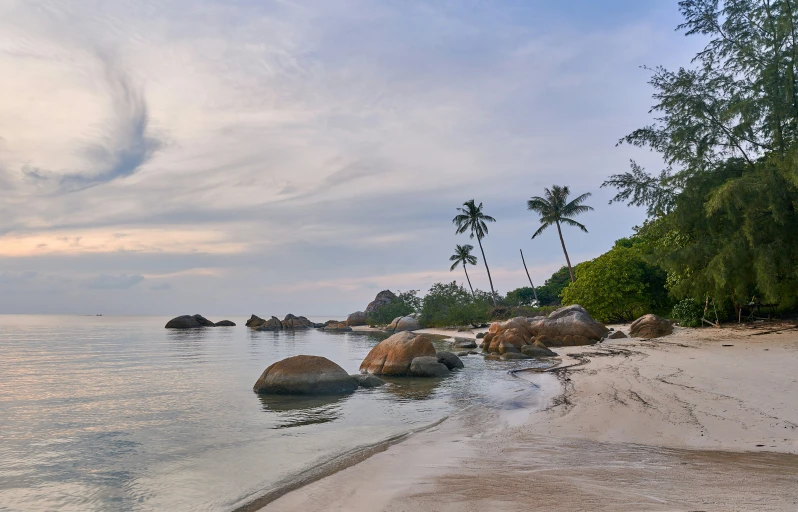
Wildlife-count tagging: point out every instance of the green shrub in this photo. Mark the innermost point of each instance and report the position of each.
(450, 304)
(618, 285)
(404, 304)
(688, 313)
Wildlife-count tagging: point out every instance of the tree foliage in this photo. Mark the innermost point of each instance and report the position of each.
(722, 213)
(619, 285)
(447, 304)
(404, 304)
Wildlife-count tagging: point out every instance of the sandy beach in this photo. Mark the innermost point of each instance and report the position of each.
(699, 420)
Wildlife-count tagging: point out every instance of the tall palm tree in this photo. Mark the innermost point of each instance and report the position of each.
(553, 208)
(472, 219)
(462, 255)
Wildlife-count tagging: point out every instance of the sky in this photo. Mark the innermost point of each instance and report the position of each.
(234, 157)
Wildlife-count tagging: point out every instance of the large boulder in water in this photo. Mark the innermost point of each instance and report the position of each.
(296, 322)
(393, 356)
(337, 327)
(305, 375)
(404, 323)
(650, 326)
(382, 298)
(356, 318)
(189, 322)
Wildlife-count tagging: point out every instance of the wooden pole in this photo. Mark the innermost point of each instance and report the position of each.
(528, 277)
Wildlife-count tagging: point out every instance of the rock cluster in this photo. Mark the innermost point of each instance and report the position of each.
(195, 321)
(275, 324)
(408, 354)
(650, 326)
(568, 326)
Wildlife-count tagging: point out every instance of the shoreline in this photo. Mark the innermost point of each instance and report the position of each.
(634, 426)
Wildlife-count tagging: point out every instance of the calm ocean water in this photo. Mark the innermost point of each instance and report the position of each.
(120, 414)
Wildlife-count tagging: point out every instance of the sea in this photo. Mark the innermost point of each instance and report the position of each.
(117, 413)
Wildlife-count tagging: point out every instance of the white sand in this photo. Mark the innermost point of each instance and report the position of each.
(669, 424)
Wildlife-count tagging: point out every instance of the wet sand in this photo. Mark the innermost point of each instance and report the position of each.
(680, 423)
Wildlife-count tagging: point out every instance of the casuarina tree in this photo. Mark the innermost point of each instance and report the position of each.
(555, 209)
(472, 219)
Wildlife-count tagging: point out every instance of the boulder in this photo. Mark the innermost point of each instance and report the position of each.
(451, 361)
(428, 366)
(367, 380)
(296, 322)
(255, 321)
(404, 323)
(569, 321)
(189, 322)
(650, 326)
(464, 343)
(338, 327)
(565, 327)
(393, 355)
(382, 298)
(272, 324)
(537, 349)
(356, 318)
(305, 375)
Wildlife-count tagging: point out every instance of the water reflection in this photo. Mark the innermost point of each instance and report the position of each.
(412, 388)
(297, 411)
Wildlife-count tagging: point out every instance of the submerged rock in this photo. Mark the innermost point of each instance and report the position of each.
(355, 319)
(367, 380)
(338, 327)
(393, 355)
(428, 366)
(189, 322)
(650, 326)
(305, 375)
(451, 361)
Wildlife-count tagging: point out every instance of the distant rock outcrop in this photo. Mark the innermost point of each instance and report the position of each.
(650, 326)
(305, 375)
(189, 322)
(382, 298)
(356, 318)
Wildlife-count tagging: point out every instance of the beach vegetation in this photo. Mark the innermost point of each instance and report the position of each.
(555, 209)
(620, 285)
(723, 212)
(462, 256)
(473, 220)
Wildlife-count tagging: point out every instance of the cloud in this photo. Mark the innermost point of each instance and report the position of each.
(110, 282)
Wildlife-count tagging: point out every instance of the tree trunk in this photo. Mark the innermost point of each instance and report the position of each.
(528, 277)
(469, 280)
(567, 259)
(492, 291)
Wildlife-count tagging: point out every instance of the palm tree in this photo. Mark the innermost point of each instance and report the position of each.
(472, 219)
(462, 255)
(553, 208)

SET TASK:
Quote the preceding listing precisely and completely, omitting its images.

TASK RESPONSE:
Wildlife-count tagging: point out every instance of the green shrub in this photo. Mark the innermost point of each instance and report the position of each.
(450, 304)
(618, 285)
(404, 304)
(688, 313)
Wildlife-count tagging: point out every instance of the tree foliage in this photo. Mark the innermost point of each instance and report the position of each.
(722, 213)
(619, 285)
(447, 304)
(404, 304)
Wildlife-count tagging: point out every instance of the sandy beach in this photo. Mark the innermost point of each instance and report the position of each.
(699, 420)
Wildlife-count tagging: point out every instance of the tall palm tree in this photo. Mark the innermost point of each instance and report the position of each.
(553, 208)
(472, 219)
(462, 255)
Wildlife-count tagging: point out every instance of the sky in this photo. Mark the innermost point of each instance and report the position of each.
(234, 157)
Wildlife-count tagging: point out every instance of the large boulder in water in this photo. Mark the innermost point of each instance and report the position of each.
(296, 322)
(393, 356)
(337, 327)
(305, 375)
(404, 323)
(650, 326)
(382, 298)
(356, 318)
(189, 322)
Wildlife-count tagging: point out every instance of the wooden pole in this photo. Mark the innermost point of each instance and report the position of each.
(528, 277)
Wildlife-count tagging: point out every instance of the rock cluster in this photo. Mark the innermost point of each instance and report the position of each.
(195, 321)
(275, 324)
(408, 354)
(650, 326)
(568, 326)
Wildlife-count tagging: point out every instance of the shoreline in this photo. Mark the innermost point of each instance and report the position of each.
(634, 426)
Wildlife-count tagging: point out every instance of the calm ocean water in this photo. Mark the innermost point of each instance and report the position of each.
(120, 414)
Wildlife-count tagging: point out every instance of the sea in this photo. Mark the innermost point of each instance and report the position of each.
(117, 413)
Wildlife-count tagging: point out every instance of the white sand in this photo. Mark the innermost point of each instance and report the position of each.
(669, 424)
Wildlife-count tagging: point out every instance of the wet sand in this photo. Mark the innermost point of each instance and report the position of each.
(680, 423)
Wildlife-count tagging: point out every instance of the casuarina tree in this photo. Mark the innermost point of each instance and report the position of each.
(555, 209)
(472, 219)
Wildlife-count tagging: point out every instance of the boulder in this photo. Mark the innermost point of each instance and report the position of each.
(451, 361)
(428, 366)
(367, 380)
(296, 322)
(255, 321)
(404, 323)
(569, 321)
(189, 322)
(650, 326)
(464, 343)
(338, 327)
(565, 327)
(393, 355)
(382, 298)
(272, 324)
(537, 349)
(356, 318)
(305, 375)
Wildlife-count tagging: point out every instance of the water reflection in this photo. Mark the innermost point of each instance and report the position of each.
(412, 388)
(297, 411)
Wildlife-count tagging: point out every instance of the submerged rock in this photo. Mark the innermost point of each instance and report the position of each.
(355, 319)
(367, 380)
(338, 327)
(393, 355)
(428, 366)
(189, 322)
(650, 326)
(305, 375)
(451, 361)
Wildlife-count tagging: point out every instance of the distant rock outcrop in this photo. Mark the innermost point of each instance and report the position of each.
(650, 326)
(305, 375)
(189, 322)
(382, 298)
(356, 318)
Wildlife-count tagging: point out every instance of the beach vegetation in this photo. Mark the innermost point of each instance and report the position of each.
(555, 209)
(620, 285)
(723, 212)
(462, 256)
(473, 220)
Wildlife-count tagging: point out every instance of the cloud in this photo. Mark the innermost point of each instance and report the position of each.
(110, 282)
Wildlife-count tagging: point out every instance of the tree trunk in this photo. Mark the innermost point of each instance and report the position of each.
(528, 277)
(469, 280)
(567, 259)
(492, 291)
Wildlife-count tagging: point out every instance of the palm tree in this photo. Mark the innermost point of each instance and report the position of each.
(472, 219)
(462, 255)
(553, 208)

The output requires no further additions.